_Work to be completed_. Print the records below exactly, with no pictures.

_Provided data_.
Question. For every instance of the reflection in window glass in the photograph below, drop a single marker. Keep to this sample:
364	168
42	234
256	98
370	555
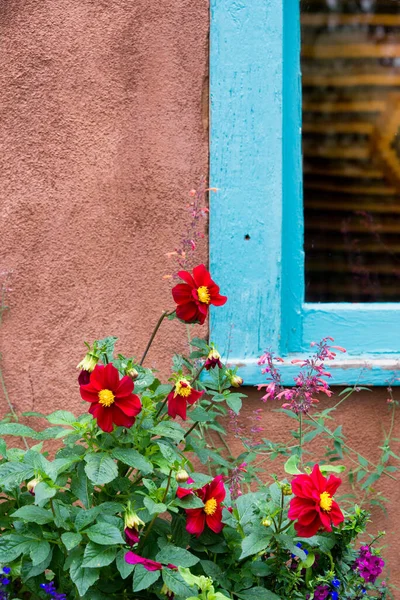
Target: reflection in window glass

_Response to this exercise_.
Question. For every instance of the reflection in window glass in the photograph below, drop a single marker. Keep to this sample:
364	168
42	234
256	98
370	555
Target: reflection in window glass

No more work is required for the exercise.